Beantworten Sie anhand der Insolvenzmeldungen unten diese Fragen:
1. Wer hat Moove gegründet, und in welchem Jahr?
2. Wer wurde bei Moove zum vorläufigen Insolvenzverwalter bestellt?
3. Wie viele Mitarbeitende beschäftigt SMA?

• _VORLIEGENDER TEXT_
%%

E-Mobility-Startup MOOVE insolvent

Das E-Mobility Startup Moove aus Aachen hat Insolvenz angemeldet. Das Unternehmen hat eine Plattform für leichte Nutzfahrzeuge entwickelt. Ziel war dabei ein umfassendes, emissionsfreies Lieferökosystem für die „letzte Meile“. Zu den Konzepten gehörten Kleinbusse und kleinere und mittelgroße Lieferfahrzeuge – alle mit Elektroantrieb. Moove wurde 2018 von Professor Günther Schuh gegründet, der Markteintritt war für 2023 geplant. Ende 2021 sicherte sich Moove in einer Finanzierungsrunde einen zweistelligen Millionenbetrag. Im April hatte der frühere Daimler und Tata Motors-Manager Günther Butschek die Geschäftsführung übernommen. Zum vorläufigen Insolvenzverwalter ist Rechtsanwalt Dr. Dirk Wegener von dhpg Dr. Harzem & Partner mbB aus Essen bestellt worden.

SMA Metalltechnik geht in Eigenverwaltung

Die Beteiligungsholding Indus Holding AG (Indus) hat mitgeteilt, dass ihr Beteiligungsunternehmen S.M.A. Metalltechnik GmbH & Co. KG (SMA) einen Antrag auf Insolvenz in Eigenverwaltung gestellt hat. Der Serienzulieferer für die Automobilindustrie habe bis zuletzt intensive Verhandlungen mit Großkunden über eine Anpassung der bestehenden Lieferverträge geführt. Diese Verhandlungen hätten aber nicht zu den notwendigen Ergebnissen geführt, so dass laut Indus „eine Fortführung unter den gegebenen Rahmenbedingungen nicht mehr möglich war“. SMA erzielte 2021 laut Website einen Umsatz von rund 49 Mio. EUR. Das Unternehmen aus dem schwäbischen Backnang in der Nähe von Stuttgart beschäftigt mehr als 1.300 Mitarbeitende. Standorte befinden sich neben dem Hauptsitz auch in Halle an der Saale, dem südafrikanischen East London sowie im rumänischen Oradea und dem chinesischen Shenyang.

%%

• _GEGEBENE DATEN_
%%

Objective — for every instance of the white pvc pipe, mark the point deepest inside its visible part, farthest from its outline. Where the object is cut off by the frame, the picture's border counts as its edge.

%%

• _LÖSUNG_
1. Professor Günther Schuh, im Jahr 2018.
2. Rechtsanwalt Dr. Dirk Wegener von dhpg Dr. Harzem & Partner mbB aus Essen.
3. Mehr als 1.300.